**EXERCISE INSTRUCTIONS**
#1 According to the passage on Holy Angels' ISC School, in what year did the school's first ICSE batch pass out?
#2 Retype the passage on Holy Angels' ISC School word for word, starting at "Std. VI - X, the" and ending at "to house colours.".
#3 Extend the passage on Holy Angels' ISC School with new text that follows on from its final sentence.

Holy Angels' I.S.C School, Trivandrum, India, founded in 1971, is a private convent school for girls.The school offers the ISC and ICSE syllabi from Kindergarten to Standard twelve. Sr. Pramila is the principal of the school.

History
Holy Angels’ Convent High School was founded by the Congregation of the Carmelite Religious in 1880 with the express purpose of education and empowering the girl child. The Congregation branched out and established many educational institutions in different streams.

Holy Angels’ ISC School is an all-girls school in Trivandrum. Established in 1971 by the Congregation of the Carmelite Religious, the school endeavours to provide quality education in keeping with the national aspirations. Along with academic excellence, the school imprints an indelible mark of moral values on all students that pass out of its portals. An overall development of personality makes each Holy Angels’ student a worthwhile, useful and active citizen of India.

The first batch of ISC Students passed out from the school in 1975, and the first ICSE batch in 1976. With the shifting of the High School and the twelfth standard classes to Nanthencode, Holy Angels’ ISC School became an independent institution.

About the institution

The Uniform
 Std. I - V, the uniform comprises blue checked pinafore, with a white crest, white blouse, and blue checked tie.
 Std. VI - X, the uniform entails blue checked pleated skirt with white blouse, blue checked overcoat and royal blue tie with the school crest.
 Std. XI - XII, the uniform consists of navy blue pants and top.
 P.T uniforms and white shoes are worn on Wednesdays. The uniform is white T-shirt with skirts, sleeves and socks with stripes corresponding to house colours.
 Students of all classes also have school shoes and appropriate white socks added to their school attire.

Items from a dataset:
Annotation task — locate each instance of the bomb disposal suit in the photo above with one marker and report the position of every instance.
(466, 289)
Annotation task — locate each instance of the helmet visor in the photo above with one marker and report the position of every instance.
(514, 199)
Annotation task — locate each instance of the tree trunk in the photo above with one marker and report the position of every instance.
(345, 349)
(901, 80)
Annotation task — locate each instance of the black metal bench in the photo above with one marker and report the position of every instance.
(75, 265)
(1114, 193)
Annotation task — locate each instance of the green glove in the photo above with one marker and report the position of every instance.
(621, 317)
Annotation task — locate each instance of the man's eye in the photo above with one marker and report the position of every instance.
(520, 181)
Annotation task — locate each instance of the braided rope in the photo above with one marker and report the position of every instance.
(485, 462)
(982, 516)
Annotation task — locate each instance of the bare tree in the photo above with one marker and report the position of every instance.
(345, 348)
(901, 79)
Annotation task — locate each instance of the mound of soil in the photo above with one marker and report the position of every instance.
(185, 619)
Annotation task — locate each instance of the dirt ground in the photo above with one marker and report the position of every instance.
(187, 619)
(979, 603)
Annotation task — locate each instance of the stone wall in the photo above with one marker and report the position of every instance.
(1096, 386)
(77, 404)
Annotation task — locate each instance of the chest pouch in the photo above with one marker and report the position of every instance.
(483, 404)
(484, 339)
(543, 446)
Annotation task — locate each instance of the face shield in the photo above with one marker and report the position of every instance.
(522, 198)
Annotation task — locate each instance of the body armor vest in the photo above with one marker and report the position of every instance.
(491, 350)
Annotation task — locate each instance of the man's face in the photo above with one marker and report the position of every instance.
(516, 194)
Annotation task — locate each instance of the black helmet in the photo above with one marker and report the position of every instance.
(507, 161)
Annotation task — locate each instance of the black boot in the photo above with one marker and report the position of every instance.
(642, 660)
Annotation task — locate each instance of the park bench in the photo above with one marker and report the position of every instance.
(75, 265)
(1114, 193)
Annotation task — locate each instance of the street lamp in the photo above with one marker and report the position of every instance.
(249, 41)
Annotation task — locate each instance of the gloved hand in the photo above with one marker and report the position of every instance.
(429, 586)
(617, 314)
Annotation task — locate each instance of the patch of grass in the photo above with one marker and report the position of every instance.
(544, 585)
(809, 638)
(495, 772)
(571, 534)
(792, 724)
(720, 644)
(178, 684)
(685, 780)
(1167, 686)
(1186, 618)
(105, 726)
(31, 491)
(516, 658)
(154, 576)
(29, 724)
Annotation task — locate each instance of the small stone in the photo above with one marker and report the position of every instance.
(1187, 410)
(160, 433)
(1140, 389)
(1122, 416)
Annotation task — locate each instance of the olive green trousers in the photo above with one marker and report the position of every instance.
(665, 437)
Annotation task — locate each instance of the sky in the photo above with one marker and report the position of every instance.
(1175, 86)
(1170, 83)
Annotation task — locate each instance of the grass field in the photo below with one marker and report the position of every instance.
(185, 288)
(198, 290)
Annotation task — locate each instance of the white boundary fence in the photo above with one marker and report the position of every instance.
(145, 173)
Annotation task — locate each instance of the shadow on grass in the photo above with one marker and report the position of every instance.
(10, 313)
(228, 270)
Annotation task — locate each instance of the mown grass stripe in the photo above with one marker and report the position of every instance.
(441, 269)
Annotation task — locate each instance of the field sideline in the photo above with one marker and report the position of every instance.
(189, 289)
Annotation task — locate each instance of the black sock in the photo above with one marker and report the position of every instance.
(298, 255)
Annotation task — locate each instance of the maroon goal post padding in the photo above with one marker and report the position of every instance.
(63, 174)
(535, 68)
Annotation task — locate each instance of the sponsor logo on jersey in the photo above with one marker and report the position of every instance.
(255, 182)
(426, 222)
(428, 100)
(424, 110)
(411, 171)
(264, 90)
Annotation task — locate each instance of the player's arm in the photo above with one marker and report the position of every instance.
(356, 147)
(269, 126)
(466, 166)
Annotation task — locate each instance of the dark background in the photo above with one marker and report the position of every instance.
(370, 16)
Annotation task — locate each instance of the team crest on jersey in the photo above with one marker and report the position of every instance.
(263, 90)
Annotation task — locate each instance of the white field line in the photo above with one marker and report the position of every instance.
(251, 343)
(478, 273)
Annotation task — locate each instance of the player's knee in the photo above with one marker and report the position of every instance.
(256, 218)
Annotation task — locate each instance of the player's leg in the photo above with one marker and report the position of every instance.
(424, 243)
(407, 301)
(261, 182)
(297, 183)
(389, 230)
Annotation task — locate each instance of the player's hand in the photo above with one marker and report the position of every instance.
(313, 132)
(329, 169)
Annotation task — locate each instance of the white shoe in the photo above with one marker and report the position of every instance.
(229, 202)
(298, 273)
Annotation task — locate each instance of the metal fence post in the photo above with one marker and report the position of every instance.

**ANSWERS PROVIDED**
#1 1976.

#2
Std. VI - X, the uniform entails blue checked pleated skirt with white blouse, blue checked overcoat and royal blue tie with the school crest.
 Std. XI - XII, the uniform consists of navy blue pants and top.
 P.T uniforms and white shoes are worn on Wednesdays. The uniform is white T-shirt with skirts, sleeves and socks with stripes corresponding to house colours.

#3
House Prefect

The school follows a house system which consists of four houses:
Ruby
Sapphire
Emerald
Topaz
Each house is headed by a captain, along with a house mistress and an assistant.

The school leader, captains and assistants are appointed in the 11th grade by the Principal of the school. The election is based on several factors such as leadership qualities, impartiality and integrity.

The Faculty and Management 

The faculty comprises 70+ teachers educating students on the subjects of:
Language 
Mathematics
Science
Social Studies
Physical Education
Commercial Studies
Moral Science/Catechism

The management includes the Principal, the manager and the staff secretary of the institution.

Events

The school has a variety of different events ranging from interschool, intraschool, competitive and non-competitive. 
It's a chance for the students to demonstrate their abilities in a more creative way as well as to take a break from academics.
Chief Guests are usually present during these events along with the management, the faculty and the students.
Prize distribution or merit awards are optional.

Installation Ceremony

The installation ceremony, organised by the school every year in late June, is celebrated with great anticipation and pomp. The appointed school leaders assume their responsibilities of the following school year and vow to fulfill their duties wholeheartedly. The mistress of each house takes on the role of an overseer and it is considered to be a moment of pride for every student. The felicitation of the toppers for the previous academic year is also conducted along with the installation.

Youth Festival

The youth festival provides an opportunity for the students of the school to engage in cultural activities. It is a competitive event, held according to the house system, with one house emerging as the winner in the end. The school has a vast array of programs, from singing and dance to elocution and writing. There are both group as well as solo events. For every win, points are added to the respective houses till the last hour before calculation of the total results. The duration of the YF is 2 and a half/ three days.

Passing of Colours

Passing of colours is a solemn ceremony conducted to mark the graduation of each batch of students. Held in December, the event consists of the school leaders passing on their duties to their assistants followed by a candlelit prayer with the 12th grade students and their teachers. It is overall a very emotional event for not only the soon to be ex-Angelites but also the existing students of the school and the teachers. Speeches from the Principal, the school leader and the captains are also an important part of this.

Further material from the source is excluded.